(Stated task 1):
Write out the passage on lead-based paint disclosure rules from "The requirements in" to "Definitions.", word for word.

The requirements in this subpart take effect in the following manner: (a) For owners of more than four residential dwellings, the requirements shall take effect on September 6, 1996. (b) For owners of one to four residential dwellings, the requirements shall take effect on December 6, 1996. § 745.103

Definitions.

The following definitions apply to this subpart. The Act means the Residential LeadBased Paint Hazard Reduction Act of 1992, 42 U.S.C. 4852d. Agent means any party who enters into a contract with a seller or lessor, including any party who enters into a contract with a representative of the seller or lessor, for the purpose of selling or leasing target housing. This term does not apply to purchasers or any purchaser’s representative who receives all compensation from the purchaser. Available means in the possession of or reasonably obtainable by the seller or lessor at the time of the disclosure. Common area means a portion of a building generally accessible to all residents/users including, but not limited to, hallways, stairways, laundry and recreational rooms, playgrounds, community centers, and boundary fences. Contract for the purchase and sale of residential real property means any contract or agreement in which one party agrees to purchase an interest in real property on which there is situated one or more residential dwellings used or occupied, or intended to be used or occupied, in whole or in part, as the home or residence of one or more persons.

(Data):

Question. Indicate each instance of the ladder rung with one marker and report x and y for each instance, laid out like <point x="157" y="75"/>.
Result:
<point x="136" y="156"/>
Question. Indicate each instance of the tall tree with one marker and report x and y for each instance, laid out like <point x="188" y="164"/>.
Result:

(Stated task 2):
Repeat every line of the records above without any changes.

(Task result 1):
The requirements in this subpart take effect in the following manner: (a) For owners of more than four residential dwellings, the requirements shall take effect on September 6, 1996. (b) For owners of one to four residential dwellings, the requirements shall take effect on December 6, 1996. § 745.103

Definitions.

(Task result 2):
Question. Indicate each instance of the ladder rung with one marker and report x and y for each instance, laid out like <point x="157" y="75"/>.
Result:
<point x="136" y="156"/>
Question. Indicate each instance of the tall tree with one marker and report x and y for each instance, laid out like <point x="188" y="164"/>.
Result:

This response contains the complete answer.